─── Extrait choisi ───
S'agissant de la prime de soute SETRA, ils estiment que les salariés du site de [Établissement 4] souffrent des mêmes conditions de pénibilité dans la réalisation de leur travail, interviennent sur des arrêts communs aux lignes et sur des bus aux caractéristiques identiques.

La société Aérobag considère au contraire que la différence de traitement liée à l'attribution de ces deux primes est licite et justifiée par des critères objectifs et pertinents. Elle souligne, en ce qui concerne la prime ligne1* Etoile, que ses critères d'attribution sont clairement définis dans la note du 23 avril 2008, et que les conditions d'exploitation de cette ligne, notamment en termes d'affluence et de rythme de rotations, justifient la différence de traitement des salariés. Pour la prime de soute SETRA, elle souligne que les conditions de pénibilité liées à la configuration particulière des véhicules 416 GT, exclusivement affectés sur les lignes PARIS-[Établissement 3], justifie l'octroi de cet avantage.
─── Extrait des données ───
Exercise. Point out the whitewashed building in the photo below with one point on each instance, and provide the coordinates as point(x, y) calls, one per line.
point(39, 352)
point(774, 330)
───
Exercice proposé
Dans l'extrait choisi, relevez s'il vous plaît tous les points avancés, au sujet de la prime de soute SETRA, pour les salariés du site de [Établissement 4].

Corrigé
- Ils souffrent des mêmes conditions de pénibilité dans la réalisation de leur travail.
- Ils interviennent sur des arrêts communs aux lignes.
- Ils interviennent sur des bus aux caractéristiques identiques.